▼▼▼

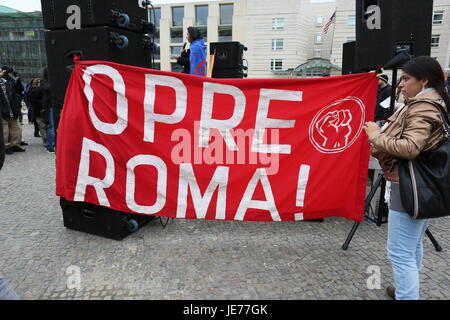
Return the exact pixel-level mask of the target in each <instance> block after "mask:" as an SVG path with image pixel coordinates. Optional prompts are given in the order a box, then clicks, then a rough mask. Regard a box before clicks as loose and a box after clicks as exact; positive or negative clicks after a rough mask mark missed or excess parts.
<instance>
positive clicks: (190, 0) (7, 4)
mask: <svg viewBox="0 0 450 320" xmlns="http://www.w3.org/2000/svg"><path fill="white" fill-rule="evenodd" d="M210 1H211V0H210ZM183 2H199V1H195V0H153V1H152V4H153V5H157V4H163V3H183ZM0 5H2V6H7V7H10V8H13V9H16V10H20V11H25V12H30V11H41V0H0Z"/></svg>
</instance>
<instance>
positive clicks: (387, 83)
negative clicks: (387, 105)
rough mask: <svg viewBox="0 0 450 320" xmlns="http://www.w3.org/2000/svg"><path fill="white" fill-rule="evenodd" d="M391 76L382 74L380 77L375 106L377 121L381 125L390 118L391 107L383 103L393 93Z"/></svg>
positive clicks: (387, 98) (384, 74) (378, 85)
mask: <svg viewBox="0 0 450 320" xmlns="http://www.w3.org/2000/svg"><path fill="white" fill-rule="evenodd" d="M388 81H389V77H388V76H387V75H385V74H382V75H381V76H380V78H379V79H378V94H377V105H376V108H375V123H376V124H378V125H379V126H380V127H381V126H382V125H383V124H384V122H385V121H386V120H387V118H389V116H390V115H389V108H384V107H383V106H382V105H381V103H382V102H383V101H384V100H386V99H388V98H389V97H390V96H391V93H392V86H390V85H389V82H388Z"/></svg>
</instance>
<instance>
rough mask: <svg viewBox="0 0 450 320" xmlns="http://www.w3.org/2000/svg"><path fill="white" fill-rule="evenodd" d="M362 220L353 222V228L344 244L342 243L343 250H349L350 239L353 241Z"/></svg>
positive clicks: (344, 242)
mask: <svg viewBox="0 0 450 320" xmlns="http://www.w3.org/2000/svg"><path fill="white" fill-rule="evenodd" d="M359 224H360V222H359V221H356V222H355V223H354V224H353V227H352V230H351V231H350V233H349V234H348V236H347V239H346V240H345V242H344V244H343V245H342V249H343V250H347V249H348V245H349V244H350V241H352V238H353V236H354V235H355V232H356V229H358V227H359Z"/></svg>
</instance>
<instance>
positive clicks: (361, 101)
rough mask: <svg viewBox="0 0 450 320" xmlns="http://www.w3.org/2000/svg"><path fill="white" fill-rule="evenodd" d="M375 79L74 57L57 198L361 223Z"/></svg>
mask: <svg viewBox="0 0 450 320" xmlns="http://www.w3.org/2000/svg"><path fill="white" fill-rule="evenodd" d="M376 89H377V77H376V76H375V74H374V73H370V74H355V75H347V76H336V77H325V78H312V79H210V78H204V77H197V76H192V75H186V74H180V73H171V72H163V71H158V70H151V69H143V68H137V67H131V66H126V65H120V64H115V63H110V62H104V61H78V62H77V63H76V66H75V69H74V71H73V74H72V77H71V80H70V84H69V88H68V90H67V94H66V98H65V103H64V108H63V112H62V116H61V121H60V125H59V129H58V142H57V172H56V176H57V179H56V180H57V181H56V182H57V185H56V194H57V195H58V196H61V197H64V198H66V199H67V200H71V201H72V200H74V201H84V202H90V203H94V204H98V205H102V206H105V207H109V208H112V209H115V210H119V211H125V212H131V213H138V214H152V215H157V216H166V217H178V218H192V219H218V220H223V219H225V220H259V221H284V220H306V219H314V218H323V217H330V216H339V217H345V218H348V219H352V220H356V221H362V219H363V216H364V212H363V211H364V208H363V207H364V196H365V190H366V178H367V170H368V161H369V146H368V143H367V136H366V134H365V133H364V132H363V130H362V126H363V124H364V122H366V121H370V120H372V119H373V115H374V106H375V99H376V94H377V90H376Z"/></svg>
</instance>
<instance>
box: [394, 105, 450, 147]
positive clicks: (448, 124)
mask: <svg viewBox="0 0 450 320" xmlns="http://www.w3.org/2000/svg"><path fill="white" fill-rule="evenodd" d="M420 102H426V103H429V104H432V105H433V106H435V107H436V108H438V110H439V115H440V117H441V120H442V127H443V130H444V138H446V139H448V138H450V120H449V119H448V116H447V112H446V111H445V109H444V108H443V107H442V106H441V105H440V104H439V103H437V102H436V101H434V100H431V99H421V100H417V101H414V102H413V103H411V104H410V105H408V106H407V107H408V109H409V107H411V106H412V105H415V104H417V103H420ZM405 119H406V117H403V119H402V129H401V133H400V136H402V135H403V131H404V128H405Z"/></svg>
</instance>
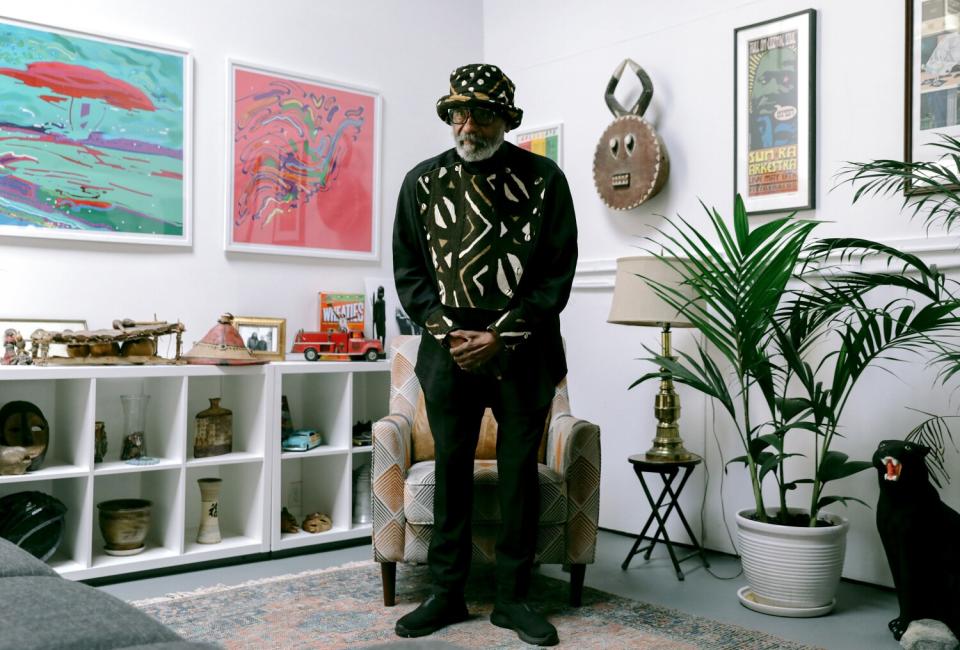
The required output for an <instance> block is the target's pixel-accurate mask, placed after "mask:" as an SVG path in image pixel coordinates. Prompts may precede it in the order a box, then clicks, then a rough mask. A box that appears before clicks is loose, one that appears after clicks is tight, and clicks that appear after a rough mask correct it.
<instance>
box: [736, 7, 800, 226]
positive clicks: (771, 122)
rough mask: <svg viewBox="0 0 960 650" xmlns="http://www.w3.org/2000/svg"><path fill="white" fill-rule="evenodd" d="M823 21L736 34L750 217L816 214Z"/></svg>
mask: <svg viewBox="0 0 960 650" xmlns="http://www.w3.org/2000/svg"><path fill="white" fill-rule="evenodd" d="M816 39H817V13H816V11H815V10H813V9H807V10H806V11H800V12H797V13H795V14H790V15H788V16H783V17H782V18H775V19H773V20H768V21H765V22H762V23H756V24H754V25H748V26H746V27H738V28H737V29H735V30H734V37H733V40H734V57H733V61H734V111H733V114H734V154H733V179H734V190H735V192H736V193H737V194H739V195H740V196H741V197H743V202H744V205H745V206H746V209H747V212H749V213H751V214H764V213H769V212H786V211H791V210H809V209H812V208H813V207H815V188H816V182H815V171H816V107H817V101H816V88H817V83H816V69H817V40H816Z"/></svg>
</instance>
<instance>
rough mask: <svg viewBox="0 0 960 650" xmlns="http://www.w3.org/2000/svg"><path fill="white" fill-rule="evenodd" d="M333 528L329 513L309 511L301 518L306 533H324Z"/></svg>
mask: <svg viewBox="0 0 960 650" xmlns="http://www.w3.org/2000/svg"><path fill="white" fill-rule="evenodd" d="M331 528H333V520H332V519H330V515H327V514H324V513H322V512H311V513H310V514H309V515H307V516H306V517H304V519H303V529H304V530H305V531H307V532H308V533H324V532H326V531H328V530H330V529H331Z"/></svg>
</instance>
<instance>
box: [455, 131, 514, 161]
mask: <svg viewBox="0 0 960 650" xmlns="http://www.w3.org/2000/svg"><path fill="white" fill-rule="evenodd" d="M503 133H504V132H503V131H502V130H501V131H500V132H498V133H497V135H495V136H493V137H492V138H484V137H481V136H478V135H476V134H470V135H454V136H453V141H454V144H455V145H456V147H457V153H458V154H459V155H460V157H461V158H463V159H464V160H466V161H467V162H478V161H481V160H486V159H487V158H489V157H490V156H492V155H493V154H495V153H496V152H497V149H499V148H500V145H501V144H503Z"/></svg>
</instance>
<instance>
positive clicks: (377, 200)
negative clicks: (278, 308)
mask: <svg viewBox="0 0 960 650" xmlns="http://www.w3.org/2000/svg"><path fill="white" fill-rule="evenodd" d="M228 80H229V86H230V88H229V93H228V102H229V110H228V112H229V118H228V120H227V128H228V146H227V150H228V152H229V153H228V156H227V162H228V170H227V227H226V248H227V250H230V251H238V252H248V253H266V254H277V255H308V256H314V257H330V258H346V259H360V260H375V259H378V257H379V236H380V235H379V224H380V219H379V203H380V198H379V178H380V121H381V118H380V112H381V110H380V104H381V102H380V96H379V95H378V94H377V93H375V92H373V91H371V90H367V89H363V88H359V87H355V86H347V85H344V84H341V83H334V82H330V81H325V80H321V79H315V78H312V77H308V76H305V75H299V74H292V73H288V72H282V71H279V70H272V69H268V68H263V67H259V66H256V67H255V66H250V65H245V64H241V63H237V62H235V61H231V62H230V63H229V72H228Z"/></svg>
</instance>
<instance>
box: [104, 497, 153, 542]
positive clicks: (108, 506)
mask: <svg viewBox="0 0 960 650" xmlns="http://www.w3.org/2000/svg"><path fill="white" fill-rule="evenodd" d="M150 505H151V503H150V501H148V500H147V499H113V500H111V501H101V502H100V503H98V504H97V509H98V510H99V511H100V516H99V524H100V532H101V534H102V535H103V541H104V545H103V550H104V551H105V552H106V553H107V554H108V555H135V554H137V553H139V552H141V551H142V550H143V549H144V548H146V546H145V544H144V540H145V539H146V538H147V532H148V531H149V530H150Z"/></svg>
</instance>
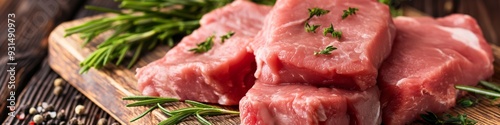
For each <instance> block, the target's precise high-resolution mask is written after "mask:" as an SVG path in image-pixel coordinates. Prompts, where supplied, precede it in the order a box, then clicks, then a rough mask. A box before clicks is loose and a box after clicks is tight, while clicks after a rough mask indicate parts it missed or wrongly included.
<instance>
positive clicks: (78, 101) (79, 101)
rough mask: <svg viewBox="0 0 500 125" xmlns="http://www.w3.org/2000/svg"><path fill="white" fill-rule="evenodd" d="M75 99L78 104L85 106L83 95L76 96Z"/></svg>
mask: <svg viewBox="0 0 500 125" xmlns="http://www.w3.org/2000/svg"><path fill="white" fill-rule="evenodd" d="M74 99H75V101H76V104H83V99H84V97H83V96H82V95H76V96H75V97H74Z"/></svg>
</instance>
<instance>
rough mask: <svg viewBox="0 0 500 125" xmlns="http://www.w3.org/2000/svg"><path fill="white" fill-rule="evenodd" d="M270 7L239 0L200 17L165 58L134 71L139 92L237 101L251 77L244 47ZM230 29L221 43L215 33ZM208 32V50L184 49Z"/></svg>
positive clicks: (245, 48) (251, 77)
mask: <svg viewBox="0 0 500 125" xmlns="http://www.w3.org/2000/svg"><path fill="white" fill-rule="evenodd" d="M270 9H271V7H269V6H263V5H257V4H255V3H252V2H249V1H243V0H241V1H235V2H233V3H231V4H230V5H227V6H225V7H222V8H219V9H217V10H214V11H212V12H210V13H208V14H206V15H204V16H203V18H202V19H201V21H200V25H201V26H200V28H199V29H197V30H196V31H194V32H193V33H192V34H191V35H189V36H186V37H184V38H183V39H182V41H181V42H180V43H179V44H178V45H177V46H176V47H174V48H172V49H171V50H170V51H168V52H167V54H166V55H165V57H163V58H161V59H159V60H157V61H155V62H153V63H150V64H149V65H147V66H145V67H143V68H140V69H137V74H136V77H137V78H138V85H139V90H140V91H142V93H143V94H144V95H149V96H165V97H174V98H179V99H183V100H184V99H189V100H196V101H201V102H208V103H219V104H221V105H237V104H238V102H239V100H240V99H241V98H242V97H243V96H244V95H245V93H246V92H247V91H248V89H250V87H252V85H253V84H254V81H255V78H254V77H253V73H254V72H255V67H256V66H255V60H254V56H253V54H252V53H251V52H249V51H248V49H246V48H247V46H248V44H249V43H250V42H252V41H253V39H252V38H253V37H254V36H255V35H256V34H257V32H258V31H259V30H260V29H261V28H262V25H263V23H262V22H263V20H264V18H265V15H267V13H268V12H269V11H270ZM230 31H233V32H235V34H234V36H232V37H231V38H229V39H228V40H226V41H225V42H224V43H222V42H221V39H220V38H219V36H222V35H224V34H227V33H228V32H230ZM212 35H215V36H216V37H215V40H214V45H213V47H212V49H210V50H209V51H208V52H205V53H201V54H200V53H198V54H195V53H193V52H192V51H189V50H190V49H192V48H196V44H199V43H201V42H203V41H205V40H206V39H207V38H208V37H210V36H212Z"/></svg>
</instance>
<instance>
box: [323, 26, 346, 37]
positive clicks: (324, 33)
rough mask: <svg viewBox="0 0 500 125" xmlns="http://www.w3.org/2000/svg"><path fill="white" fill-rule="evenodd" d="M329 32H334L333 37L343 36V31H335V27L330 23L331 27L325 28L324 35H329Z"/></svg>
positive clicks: (325, 35)
mask: <svg viewBox="0 0 500 125" xmlns="http://www.w3.org/2000/svg"><path fill="white" fill-rule="evenodd" d="M328 33H331V34H332V37H334V38H338V39H340V38H342V32H341V31H335V29H334V28H333V24H330V27H328V28H325V29H323V35H325V36H326V35H327V34H328Z"/></svg>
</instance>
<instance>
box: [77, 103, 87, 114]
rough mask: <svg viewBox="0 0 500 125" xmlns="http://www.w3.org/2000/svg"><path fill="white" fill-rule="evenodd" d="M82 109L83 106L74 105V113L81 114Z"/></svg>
mask: <svg viewBox="0 0 500 125" xmlns="http://www.w3.org/2000/svg"><path fill="white" fill-rule="evenodd" d="M84 110H85V106H83V105H77V106H76V107H75V113H76V115H83V113H84Z"/></svg>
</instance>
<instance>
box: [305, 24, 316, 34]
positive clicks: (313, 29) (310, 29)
mask: <svg viewBox="0 0 500 125" xmlns="http://www.w3.org/2000/svg"><path fill="white" fill-rule="evenodd" d="M318 28H319V25H309V22H306V26H305V29H306V32H308V33H309V32H313V33H316V29H318Z"/></svg>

▲▲▲

> **What is needed**
Each line from the top of the material through the line containing "negative clicks: (387, 105)" should be reproduced exactly; please drop any images.

> **Output of the exercise**
Return the exact pixel-level mask of the target in each <instance> block after "mask:" as an SVG path with image pixel coordinates. Optional prompts are given in the order a box, then clicks, then a rough mask. Regard a box before clicks as loose and a box after clicks as exact; positive or negative clicks after a rough mask mark missed or excess parts.
<instance>
positive clicks: (190, 0) (7, 4)
mask: <svg viewBox="0 0 450 320" xmlns="http://www.w3.org/2000/svg"><path fill="white" fill-rule="evenodd" d="M210 1H211V0H210ZM183 2H199V1H195V0H153V1H152V4H153V5H157V4H163V3H183ZM0 5H2V6H7V7H10V8H13V9H16V10H20V11H25V12H30V11H41V0H0Z"/></svg>
</instance>
<instance>
positive clicks: (387, 83)
negative clicks: (387, 105)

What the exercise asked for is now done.